Stored data:

──────

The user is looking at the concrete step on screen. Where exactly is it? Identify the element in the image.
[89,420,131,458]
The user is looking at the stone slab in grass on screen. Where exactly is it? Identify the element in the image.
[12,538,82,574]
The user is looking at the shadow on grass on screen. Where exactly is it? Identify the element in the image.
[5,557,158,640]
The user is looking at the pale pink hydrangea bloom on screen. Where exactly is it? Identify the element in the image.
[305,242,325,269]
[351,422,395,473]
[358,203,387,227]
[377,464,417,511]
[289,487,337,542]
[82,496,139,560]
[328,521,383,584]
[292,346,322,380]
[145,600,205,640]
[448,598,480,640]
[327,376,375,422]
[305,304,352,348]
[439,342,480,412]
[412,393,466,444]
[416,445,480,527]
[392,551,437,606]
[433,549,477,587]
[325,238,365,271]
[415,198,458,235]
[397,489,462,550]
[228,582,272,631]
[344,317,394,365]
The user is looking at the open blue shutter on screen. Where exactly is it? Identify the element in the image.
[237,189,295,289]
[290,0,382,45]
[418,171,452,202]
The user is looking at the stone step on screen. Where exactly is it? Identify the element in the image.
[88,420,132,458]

──────

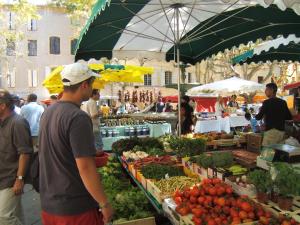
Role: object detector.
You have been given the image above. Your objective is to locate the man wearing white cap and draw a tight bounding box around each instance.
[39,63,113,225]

──────

Directions: Can you return the lines starting with the line that contains "The user is looking at the concrete" and going on through the line that contains "[5,557,158,640]", repeated exactly and with nothing else?

Solution for this exercise:
The user is looking at the concrete step on screen. Where exactly is it? Identify the element in the image.
[89,420,131,458]
The user is looking at the stone slab in grass on screen. Where exactly is it? Identify the element in the image.
[12,538,82,574]
The user is looking at the shadow on grass on screen. Where exactly is it? Identify the element in the image.
[5,557,158,640]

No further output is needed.